• **EXERCISE REQUIREMENTS**
Turn the records below into a Markdown table with two columns, Row and Record. Each line gets its own numbered row, and blank lines are left out.

• **TASK INPUT**
╭──
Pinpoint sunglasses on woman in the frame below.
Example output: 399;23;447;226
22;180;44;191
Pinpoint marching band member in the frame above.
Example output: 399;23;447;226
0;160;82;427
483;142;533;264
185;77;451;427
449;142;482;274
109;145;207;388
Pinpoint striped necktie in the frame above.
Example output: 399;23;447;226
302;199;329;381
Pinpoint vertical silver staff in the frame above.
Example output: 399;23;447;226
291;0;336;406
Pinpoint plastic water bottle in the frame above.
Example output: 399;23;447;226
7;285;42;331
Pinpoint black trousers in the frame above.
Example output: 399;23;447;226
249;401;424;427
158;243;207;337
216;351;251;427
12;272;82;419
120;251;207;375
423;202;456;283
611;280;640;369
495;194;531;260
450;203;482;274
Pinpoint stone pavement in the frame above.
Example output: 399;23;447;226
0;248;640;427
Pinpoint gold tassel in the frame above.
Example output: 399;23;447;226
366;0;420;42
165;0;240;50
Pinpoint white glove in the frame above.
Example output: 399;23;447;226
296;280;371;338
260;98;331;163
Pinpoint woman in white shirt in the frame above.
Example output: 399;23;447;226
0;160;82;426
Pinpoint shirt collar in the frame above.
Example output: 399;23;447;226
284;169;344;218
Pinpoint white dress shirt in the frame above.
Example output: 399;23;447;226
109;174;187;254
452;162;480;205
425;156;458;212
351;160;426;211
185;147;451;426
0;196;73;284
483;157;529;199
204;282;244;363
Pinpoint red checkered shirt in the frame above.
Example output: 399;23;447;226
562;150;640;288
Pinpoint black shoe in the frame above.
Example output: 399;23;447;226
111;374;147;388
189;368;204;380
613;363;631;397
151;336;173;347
╰──
• **WRITTEN RESPONSE**
| Row | Record |
|---|---|
| 1 | Pinpoint sunglasses on woman in the frame below. |
| 2 | Example output: 399;23;447;226 |
| 3 | 22;180;44;191 |
| 4 | Pinpoint marching band member in the frame above. |
| 5 | Example output: 399;23;447;226 |
| 6 | 0;160;82;427 |
| 7 | 483;142;533;264 |
| 8 | 185;77;451;427 |
| 9 | 449;142;482;274 |
| 10 | 109;145;207;388 |
| 11 | Pinpoint striped necktie in the frame above. |
| 12 | Example output: 399;23;447;226 |
| 13 | 302;199;329;381 |
| 14 | Pinpoint vertical silver staff in the frame above. |
| 15 | Example output: 399;23;447;226 |
| 16 | 291;0;336;406 |
| 17 | Pinpoint plastic water bottle in the frame above. |
| 18 | Example output: 399;23;447;226 |
| 19 | 7;285;42;331 |
| 20 | Pinpoint black trousers in the frame above. |
| 21 | Example output: 399;23;447;226 |
| 22 | 249;401;424;427 |
| 23 | 158;243;207;337 |
| 24 | 216;351;251;427 |
| 25 | 12;272;82;419 |
| 26 | 120;251;207;375 |
| 27 | 423;202;456;283 |
| 28 | 611;280;640;369 |
| 29 | 495;194;531;260 |
| 30 | 450;203;482;274 |
| 31 | Pinpoint stone pavement in the frame above. |
| 32 | Example output: 399;23;447;226 |
| 33 | 0;248;640;427 |
| 34 | Pinpoint gold tassel in the frame above. |
| 35 | Example output: 399;23;447;226 |
| 36 | 366;0;420;42 |
| 37 | 165;0;240;50 |
| 38 | Pinpoint white glove in the frame above. |
| 39 | Example output: 399;23;447;226 |
| 40 | 296;280;371;338 |
| 41 | 260;98;331;163 |
| 42 | Pinpoint woman in white shirt in the frame above. |
| 43 | Example output: 399;23;447;226 |
| 44 | 0;160;82;426 |
| 45 | Pinpoint shirt collar in the frame above. |
| 46 | Example output: 399;23;447;226 |
| 47 | 284;169;344;218 |
| 48 | Pinpoint white dress shirt in the frame above. |
| 49 | Example output: 399;23;447;226 |
| 50 | 109;174;187;254 |
| 51 | 452;162;480;205 |
| 52 | 425;156;458;212 |
| 53 | 351;160;426;211 |
| 54 | 185;147;451;426 |
| 55 | 0;196;73;284 |
| 56 | 483;157;529;199 |
| 57 | 204;282;244;363 |
| 58 | Pinpoint red checkered shirt in the frame above. |
| 59 | Example output: 399;23;447;226 |
| 60 | 562;150;640;288 |
| 61 | Pinpoint black shoe in the frame above. |
| 62 | Example output: 399;23;447;226 |
| 63 | 111;374;147;388 |
| 64 | 189;368;204;380 |
| 65 | 613;363;631;397 |
| 66 | 151;336;173;347 |